SHORT TASK:
Arrange the stretch from the line containing "Mark the diamond" through the line containing "[0,0,526,350]" as a Markdown table with the columns Number and Line. Give each line its row number, and leave out blank lines.

PROVIDED MATERIAL:
▼▼▼

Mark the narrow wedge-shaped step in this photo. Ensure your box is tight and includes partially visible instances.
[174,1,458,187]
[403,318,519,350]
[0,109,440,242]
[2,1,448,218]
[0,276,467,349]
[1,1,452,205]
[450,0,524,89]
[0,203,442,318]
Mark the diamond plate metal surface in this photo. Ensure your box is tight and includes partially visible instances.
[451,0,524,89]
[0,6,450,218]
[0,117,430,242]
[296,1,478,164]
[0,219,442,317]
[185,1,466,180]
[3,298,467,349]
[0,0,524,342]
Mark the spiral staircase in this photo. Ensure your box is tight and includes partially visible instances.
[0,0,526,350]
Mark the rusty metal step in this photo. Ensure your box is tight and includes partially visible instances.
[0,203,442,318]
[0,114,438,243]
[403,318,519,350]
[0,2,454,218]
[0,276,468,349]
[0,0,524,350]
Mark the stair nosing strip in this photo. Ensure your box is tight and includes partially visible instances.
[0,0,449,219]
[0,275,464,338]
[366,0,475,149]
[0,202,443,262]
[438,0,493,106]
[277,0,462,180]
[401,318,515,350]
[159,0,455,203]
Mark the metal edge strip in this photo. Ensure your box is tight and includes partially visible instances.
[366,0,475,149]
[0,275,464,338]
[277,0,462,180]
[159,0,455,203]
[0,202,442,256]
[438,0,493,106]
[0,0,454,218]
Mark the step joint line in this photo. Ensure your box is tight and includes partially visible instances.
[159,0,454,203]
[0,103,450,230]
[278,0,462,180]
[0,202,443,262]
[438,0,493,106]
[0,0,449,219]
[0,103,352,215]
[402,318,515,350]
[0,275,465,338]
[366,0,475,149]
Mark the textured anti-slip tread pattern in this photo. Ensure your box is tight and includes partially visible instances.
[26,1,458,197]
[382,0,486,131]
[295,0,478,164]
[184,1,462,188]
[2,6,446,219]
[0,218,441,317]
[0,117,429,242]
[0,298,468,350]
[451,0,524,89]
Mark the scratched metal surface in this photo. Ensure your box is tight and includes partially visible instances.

▲▲▲
▼▼▼

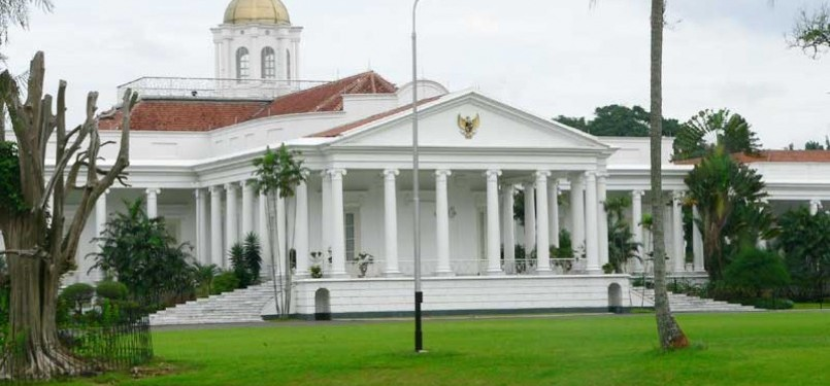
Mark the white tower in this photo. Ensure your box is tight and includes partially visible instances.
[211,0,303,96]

▲▲▲

RESPONSE BELOW:
| Number | Line |
|---|---|
| 1 | Mark the diamond plate metal surface in this photo. Ensure your box is tight and includes partially visible instances. |
| 2 | [451,0,524,89] |
| 3 | [0,6,450,218] |
| 4 | [0,117,430,242] |
| 5 | [296,1,478,164] |
| 6 | [0,219,442,317] |
| 7 | [185,1,466,180] |
| 8 | [3,298,467,349] |
| 9 | [0,0,524,342] |
| 10 | Mark the spiral staircase in this photo. Ensure your box is tight and includes partially visible instances. |
| 11 | [0,0,526,350] |